- Task goal -
A word-for-word transcription of the data below is required.

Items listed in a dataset
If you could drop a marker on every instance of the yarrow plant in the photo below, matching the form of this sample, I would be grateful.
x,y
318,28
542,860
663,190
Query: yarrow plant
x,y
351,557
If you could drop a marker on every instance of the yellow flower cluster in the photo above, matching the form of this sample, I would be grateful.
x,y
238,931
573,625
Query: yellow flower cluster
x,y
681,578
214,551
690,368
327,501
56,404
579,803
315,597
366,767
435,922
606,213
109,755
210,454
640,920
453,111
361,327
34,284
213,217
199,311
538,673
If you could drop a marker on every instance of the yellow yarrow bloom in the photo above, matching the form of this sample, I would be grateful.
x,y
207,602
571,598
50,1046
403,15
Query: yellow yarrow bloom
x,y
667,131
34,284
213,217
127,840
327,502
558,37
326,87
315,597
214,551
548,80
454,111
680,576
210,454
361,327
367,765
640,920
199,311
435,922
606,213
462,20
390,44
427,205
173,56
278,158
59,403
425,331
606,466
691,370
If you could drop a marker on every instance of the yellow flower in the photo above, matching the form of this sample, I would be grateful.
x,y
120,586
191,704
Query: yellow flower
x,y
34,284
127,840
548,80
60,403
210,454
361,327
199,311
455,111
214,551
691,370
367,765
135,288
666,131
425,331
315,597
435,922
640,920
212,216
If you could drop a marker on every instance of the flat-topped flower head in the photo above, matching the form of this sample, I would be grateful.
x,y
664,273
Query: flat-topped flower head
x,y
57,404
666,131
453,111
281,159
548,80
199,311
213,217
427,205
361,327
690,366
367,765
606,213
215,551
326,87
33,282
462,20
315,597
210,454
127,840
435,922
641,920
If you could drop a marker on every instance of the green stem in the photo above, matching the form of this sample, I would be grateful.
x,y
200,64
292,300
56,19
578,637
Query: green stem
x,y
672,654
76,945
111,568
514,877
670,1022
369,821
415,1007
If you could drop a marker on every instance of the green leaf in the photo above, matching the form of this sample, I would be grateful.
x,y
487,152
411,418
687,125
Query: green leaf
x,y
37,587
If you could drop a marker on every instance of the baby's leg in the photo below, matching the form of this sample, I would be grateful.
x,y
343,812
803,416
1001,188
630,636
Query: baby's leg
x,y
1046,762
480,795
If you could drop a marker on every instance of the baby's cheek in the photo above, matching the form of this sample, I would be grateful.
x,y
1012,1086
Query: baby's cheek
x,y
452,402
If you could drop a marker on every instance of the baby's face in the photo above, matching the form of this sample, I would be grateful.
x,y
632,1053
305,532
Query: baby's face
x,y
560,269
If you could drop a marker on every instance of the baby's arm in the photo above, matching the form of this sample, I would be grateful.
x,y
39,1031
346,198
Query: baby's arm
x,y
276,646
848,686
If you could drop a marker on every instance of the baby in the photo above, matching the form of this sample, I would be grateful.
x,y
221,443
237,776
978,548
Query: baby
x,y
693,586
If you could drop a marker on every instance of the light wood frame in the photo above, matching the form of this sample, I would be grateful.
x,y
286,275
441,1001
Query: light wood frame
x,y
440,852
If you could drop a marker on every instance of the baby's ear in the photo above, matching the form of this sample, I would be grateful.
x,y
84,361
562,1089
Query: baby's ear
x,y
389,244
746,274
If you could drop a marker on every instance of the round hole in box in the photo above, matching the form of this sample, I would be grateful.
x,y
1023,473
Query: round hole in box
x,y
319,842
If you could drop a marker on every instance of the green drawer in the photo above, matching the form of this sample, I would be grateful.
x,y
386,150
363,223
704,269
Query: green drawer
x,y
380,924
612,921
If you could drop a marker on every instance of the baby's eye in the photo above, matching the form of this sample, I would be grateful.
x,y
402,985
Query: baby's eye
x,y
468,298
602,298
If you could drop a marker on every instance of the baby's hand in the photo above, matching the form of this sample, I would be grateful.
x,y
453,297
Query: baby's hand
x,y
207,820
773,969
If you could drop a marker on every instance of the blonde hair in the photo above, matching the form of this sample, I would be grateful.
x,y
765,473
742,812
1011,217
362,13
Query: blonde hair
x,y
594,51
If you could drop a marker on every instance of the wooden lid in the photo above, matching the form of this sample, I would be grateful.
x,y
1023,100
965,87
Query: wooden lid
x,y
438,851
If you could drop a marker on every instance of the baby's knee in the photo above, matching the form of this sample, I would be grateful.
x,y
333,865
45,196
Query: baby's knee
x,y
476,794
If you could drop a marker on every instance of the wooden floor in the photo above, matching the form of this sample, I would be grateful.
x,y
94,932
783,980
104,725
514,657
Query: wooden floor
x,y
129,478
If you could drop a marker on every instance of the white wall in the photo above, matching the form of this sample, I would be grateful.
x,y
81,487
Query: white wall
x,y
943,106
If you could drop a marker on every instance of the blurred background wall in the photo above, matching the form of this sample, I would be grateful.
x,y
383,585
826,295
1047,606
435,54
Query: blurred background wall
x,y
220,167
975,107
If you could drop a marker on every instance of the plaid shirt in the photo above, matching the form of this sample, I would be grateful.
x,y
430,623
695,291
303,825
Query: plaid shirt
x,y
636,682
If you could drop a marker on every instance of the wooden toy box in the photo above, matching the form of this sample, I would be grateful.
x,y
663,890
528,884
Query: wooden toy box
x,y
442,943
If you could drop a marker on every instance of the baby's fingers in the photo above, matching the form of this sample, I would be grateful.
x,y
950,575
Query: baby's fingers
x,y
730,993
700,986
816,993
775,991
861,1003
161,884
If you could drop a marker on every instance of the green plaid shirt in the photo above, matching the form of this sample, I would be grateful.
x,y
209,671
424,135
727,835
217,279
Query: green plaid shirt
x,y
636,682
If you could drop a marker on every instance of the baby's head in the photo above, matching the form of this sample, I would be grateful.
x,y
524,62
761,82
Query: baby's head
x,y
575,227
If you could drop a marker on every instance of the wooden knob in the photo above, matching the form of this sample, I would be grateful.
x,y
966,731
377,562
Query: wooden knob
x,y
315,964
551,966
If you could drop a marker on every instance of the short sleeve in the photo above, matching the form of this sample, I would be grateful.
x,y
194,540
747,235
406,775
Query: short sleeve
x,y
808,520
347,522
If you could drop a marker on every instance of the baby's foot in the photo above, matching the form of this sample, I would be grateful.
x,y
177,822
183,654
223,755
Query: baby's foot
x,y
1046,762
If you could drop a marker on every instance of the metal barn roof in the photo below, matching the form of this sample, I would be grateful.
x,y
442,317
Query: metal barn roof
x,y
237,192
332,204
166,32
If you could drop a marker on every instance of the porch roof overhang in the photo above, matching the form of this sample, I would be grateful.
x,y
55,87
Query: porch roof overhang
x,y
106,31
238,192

- Solution below -
If you could drop a marker on every instance of the yarrow plant in the photo below, matching the form of this sample, I would be grateful.
x,y
318,28
542,860
663,190
Query: yarrow plant
x,y
351,557
If you could drop a marker on every instance of the yellow flower cluster in the photo above, matching the form of this sample, I would be grateful.
x,y
238,931
573,625
Query: yellow flower cluster
x,y
681,578
214,551
690,368
327,501
56,404
579,803
315,597
366,767
435,922
606,213
109,755
210,454
640,920
453,111
361,327
34,284
213,217
199,311
538,673
If you could drop a marker on every instance of the yellow yarrow bloom in the photo above, matching the form of this sample, I would be grateful.
x,y
207,602
571,598
50,1046
403,15
Query: yellow yarrow bloom
x,y
667,131
34,284
213,217
127,840
327,502
558,37
326,87
315,597
214,551
548,80
454,111
680,576
210,454
361,327
367,765
640,920
199,311
435,922
606,213
462,20
390,44
427,205
173,56
278,158
59,403
425,331
606,466
691,370
If you could drop a marker on every instance of the yellow flower in the photo above, matching the form of this sample, I would be grateful.
x,y
120,586
191,704
Query: yellow flower
x,y
34,284
127,840
548,80
60,403
210,454
361,327
199,311
455,111
214,551
691,370
367,765
135,288
666,131
425,331
315,597
435,922
640,920
212,216
If you could drop a marker on every instance of the flat-topped flower head in the photo above, matching the form of this sample, I would be grateful.
x,y
664,273
Query: flat-topped flower head
x,y
57,404
666,131
453,111
281,159
548,80
199,311
213,217
427,205
361,327
690,366
367,765
606,213
215,551
326,87
33,282
462,20
315,597
210,454
127,840
435,922
641,920
If you could drop a marker on every instance of the green stem in the photo above, matching the form of this sample, I would be grateful.
x,y
200,64
292,300
56,19
578,637
Query: green stem
x,y
672,654
76,945
111,568
514,877
670,1022
369,821
415,1007
If you could drop a marker on every instance of the green leaf in the photo above, matching the form of this sample, I would be grateful.
x,y
487,152
411,418
687,125
Query: green leaf
x,y
37,587
If you could drop a marker on every instance of the baby's leg in the photo below, matching the form of this sample, I would be grateful.
x,y
343,812
803,416
1001,188
630,636
Query: baby's leg
x,y
1046,762
480,795
If you could drop a marker on every instance of the baby's cheek in the photo above, matching the form of this sample, I would be grateful.
x,y
1012,1086
Query: baby's cheek
x,y
452,402
If you could drop a marker on every instance of the baby's face in the photo above, matching the form of this sample, I would be grateful.
x,y
632,1053
305,532
Query: baby's face
x,y
560,269
If you could drop a marker on every instance of the baby's arm in the photo above, matching the form of this sample, I would be grateful.
x,y
39,1031
346,198
Query: baby's arm
x,y
276,646
848,686
If you could drop a marker on every instance of the baby in the photo above, matching the form of this sample, I would be grateful.
x,y
221,443
237,776
978,548
Query: baby
x,y
693,586
If you could drop a marker on every instance of the light wood frame in the photo above, matching the form of this sample, I would be grateful.
x,y
286,275
441,1001
Query: light wood frame
x,y
440,852
If you could drop a marker on every instance of the baby's ear in the photo above, matching the form of this sample, I would be grateful.
x,y
84,361
562,1089
Query: baby's ear
x,y
389,244
746,274
If you could drop a marker on every instance of the round hole in box in the photo above, matching the form of this sample, I would be grateful.
x,y
1023,473
Query: round hole in box
x,y
319,842
If you could drop a marker on every instance of the green drawer in the photo above, matching the form of this sample, I would be grateful.
x,y
386,150
363,223
704,269
Query: green drawer
x,y
380,924
612,921
If you could drop a marker on every instance of the baby's eye in the photo above, matching the form of this sample, I would be grateful.
x,y
402,985
Query: baby's eye
x,y
468,298
602,298
If you could drop a marker on every instance of the baby's hand in the photo above, matching the form of this sample, I would be grateful.
x,y
453,297
Query: baby's hand
x,y
207,820
773,969
If you could drop a marker on every instance of the blonde hair in the photo above, matching the form of this sample, I would be grateful.
x,y
765,473
742,812
1011,217
362,13
Query: blonde hair
x,y
594,51
If you could drop a marker on every instance of the wooden lid in the photo above, matching the form of this sample, I would be grateful.
x,y
1023,100
965,87
Query: wooden lid
x,y
438,851
If you could drop a marker on every instance of the baby's knee in the photo above, matching the form of this sample, I would be grateful.
x,y
333,865
45,196
Query: baby's knee
x,y
476,794
If you could drop a marker on every instance of the wooden floor in the photo above, matching the form of this sample, I would be grateful.
x,y
94,932
783,980
104,725
514,657
Query: wooden floor
x,y
129,478
If you could drop a marker on every instance of the white wall in the photo above, matching the form of this sample, I would be grateful.
x,y
81,487
Query: white wall
x,y
943,106
If you could drop a marker on every instance of the blurred background wall in the photo above, matching the form of this sample, I would be grateful.
x,y
383,585
826,295
1047,606
435,54
Query: blurred background wall
x,y
220,167
975,107
If you could drop a marker on every instance of the plaid shirt in the photo above, matching the form of this sample, I would be grateful.
x,y
430,623
695,291
303,825
Query: plaid shirt
x,y
636,682
If you could drop a marker on every instance of the wooden toy box in the photo above, matching the form of this sample, I would be grateful.
x,y
663,890
528,884
Query: wooden toy box
x,y
442,943
If you could drop a marker on every instance of the baby's fingers in the photo above, matching the form of this sample, I would be grateful.
x,y
950,575
Query: baby's fingers
x,y
730,993
700,986
816,993
775,991
861,1003
161,884
If you could drop a marker on every instance of the green plaid shirt in the photo above, matching the form of this sample, I would be grateful.
x,y
209,671
424,135
727,835
217,279
Query: green plaid shirt
x,y
636,682
If you could drop a marker on every instance of the baby's head in the photo above, matching the form of this sample, I would be grateful.
x,y
524,62
761,82
Query: baby's head
x,y
575,227
If you could drop a marker on every instance of the wooden knob in the photo above, matching the form of this sample, I would be grateful.
x,y
966,731
377,562
Query: wooden knob
x,y
315,964
551,966
If you could drop a marker on every instance of the short sleeve in the photo above, matching the form of this sample, I would be grateful.
x,y
194,540
747,235
406,775
Query: short sleeve
x,y
808,520
347,522
If you could drop a marker on every instance of the baby's foot in the photo above, matching the form of this sample, I would be grateful.
x,y
177,822
183,654
223,755
Query: baby's foot
x,y
1046,762
If you could drop a marker on every instance of the metal barn roof in the photo below, matching the form of this sample, I would be grateful.
x,y
442,317
Query: metal barn roof
x,y
237,192
332,204
166,32
If you could drop a marker on every instance of the porch roof overhang in the photo above, matching the form of this sample, I would be grateful.
x,y
55,87
Query: porch roof overhang
x,y
106,31
238,192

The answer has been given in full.